• [REQUIRED TASK]
Copy nothing but the text: repeat each entry exactly and drop the images.

• [EXTRACTED MATERIAL]

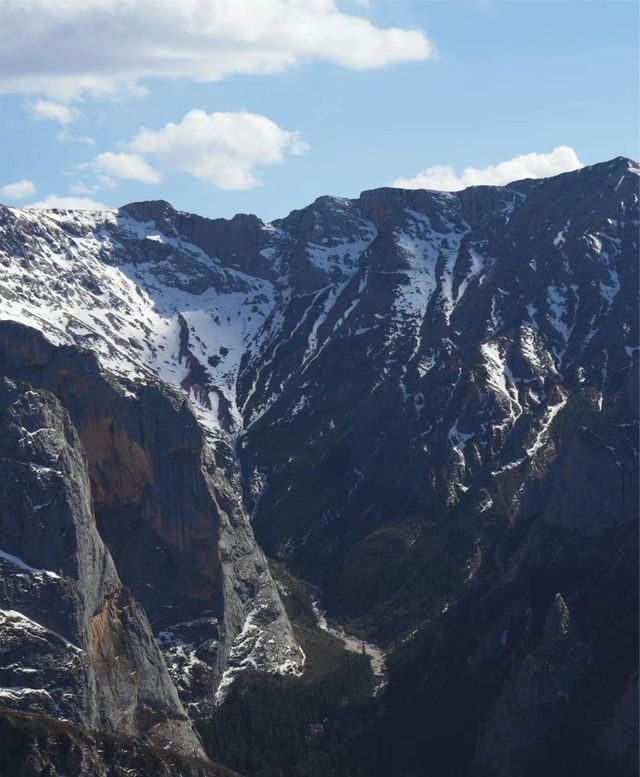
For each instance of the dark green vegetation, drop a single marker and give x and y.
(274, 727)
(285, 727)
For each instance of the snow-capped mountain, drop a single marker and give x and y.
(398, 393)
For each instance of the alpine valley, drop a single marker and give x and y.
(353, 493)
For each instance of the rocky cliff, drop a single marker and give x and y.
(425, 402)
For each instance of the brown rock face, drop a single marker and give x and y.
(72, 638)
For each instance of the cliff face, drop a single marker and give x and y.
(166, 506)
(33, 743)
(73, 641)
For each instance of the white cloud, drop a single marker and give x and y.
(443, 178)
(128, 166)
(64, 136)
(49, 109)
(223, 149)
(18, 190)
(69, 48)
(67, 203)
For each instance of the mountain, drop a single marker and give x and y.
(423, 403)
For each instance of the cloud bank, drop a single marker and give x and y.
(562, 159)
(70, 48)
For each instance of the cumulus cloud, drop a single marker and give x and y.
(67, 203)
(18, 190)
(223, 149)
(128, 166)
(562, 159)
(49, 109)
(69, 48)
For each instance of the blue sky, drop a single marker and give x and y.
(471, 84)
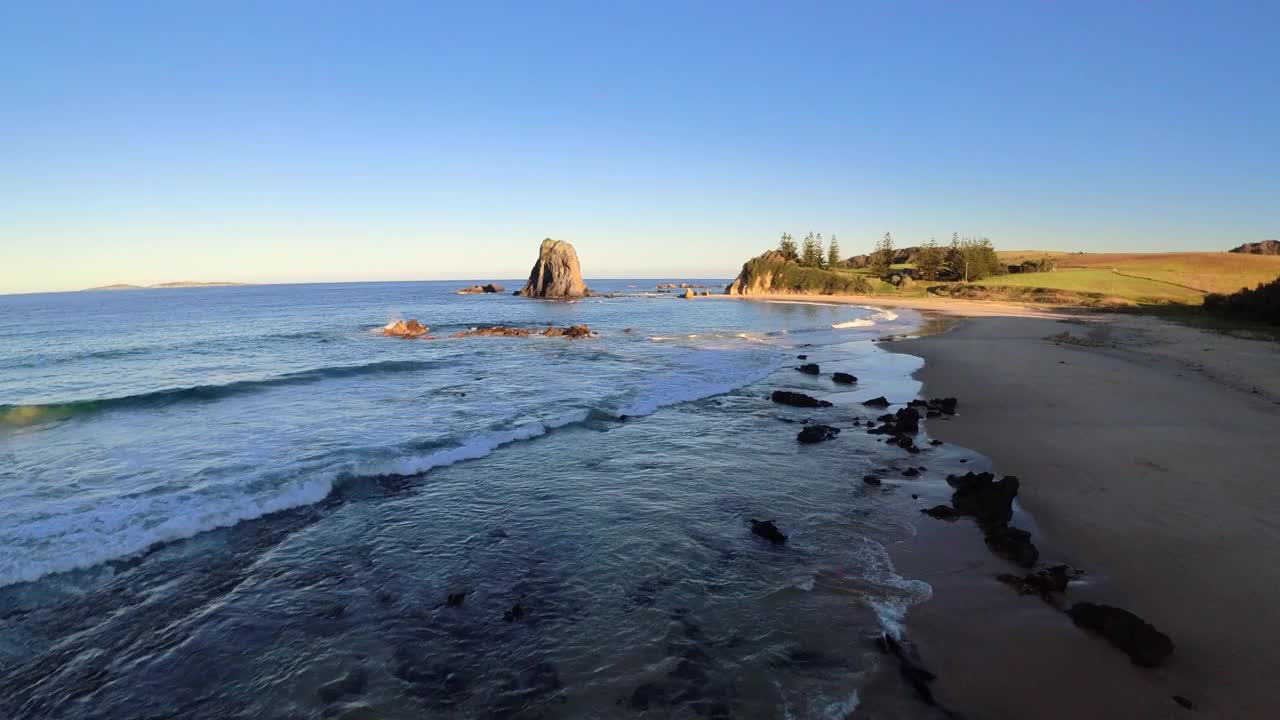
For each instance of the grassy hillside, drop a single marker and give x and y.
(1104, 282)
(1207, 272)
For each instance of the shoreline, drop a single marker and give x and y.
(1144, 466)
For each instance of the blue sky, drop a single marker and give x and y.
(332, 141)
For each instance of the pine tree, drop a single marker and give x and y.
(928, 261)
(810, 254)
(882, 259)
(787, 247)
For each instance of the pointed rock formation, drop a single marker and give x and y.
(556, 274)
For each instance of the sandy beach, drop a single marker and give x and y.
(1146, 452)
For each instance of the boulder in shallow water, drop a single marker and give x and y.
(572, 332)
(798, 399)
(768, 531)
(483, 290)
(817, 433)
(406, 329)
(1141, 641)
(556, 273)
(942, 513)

• [THE RESULT]
For each instance of the dark green vegetation, drop a single marker and give x and y.
(274, 727)
(285, 727)
For each instance of the snow-capped mountain, drop a single marker and give x and y.
(398, 393)
For each instance of the alpine valley, drop a single marker and give x and y.
(353, 493)
For each instance of the rocky cliff, drop a single marker and give x and y.
(425, 402)
For each instance of the brown rock face, drop a single marker and give x and y.
(72, 638)
For each instance of the cliff face, drop a single marker and give x and y.
(166, 506)
(33, 743)
(73, 641)
For each instance of the white cloud, drop a single marker and give x and y.
(443, 178)
(128, 166)
(64, 136)
(49, 109)
(223, 149)
(18, 190)
(69, 48)
(67, 203)
For each instance of the mountain, drop a single marker and give x and y.
(423, 403)
For each instance of the cloud bank, drop a single marker and give x and y.
(562, 159)
(70, 48)
For each instance of the cumulus cloud, drop a single marker and give x and y.
(67, 203)
(18, 190)
(223, 149)
(128, 166)
(562, 159)
(49, 109)
(69, 48)
For each instance of the blue sky, drop a single marker and give x and y.
(471, 84)
For each instance of the grassy hillside, drop a single marker and give x and y.
(1104, 282)
(1207, 272)
For each instance of the shoreline, drop a single marker and give x and y.
(1144, 466)
For each instance of the blue sky, drop a single marker and give x and y.
(332, 141)
For each instance of the pine tree, drop a single marker and give x and y.
(928, 261)
(810, 254)
(882, 259)
(787, 247)
For each instance of the pointed rock formation, drop a single marker and give x and y.
(556, 274)
For each instance of the sandy beach, drop a single marker and give x and y.
(1146, 452)
For each instance of the boulder in shallow water, drop a single marker and give x and y.
(572, 332)
(798, 399)
(768, 531)
(483, 290)
(817, 433)
(406, 329)
(1141, 641)
(556, 273)
(942, 513)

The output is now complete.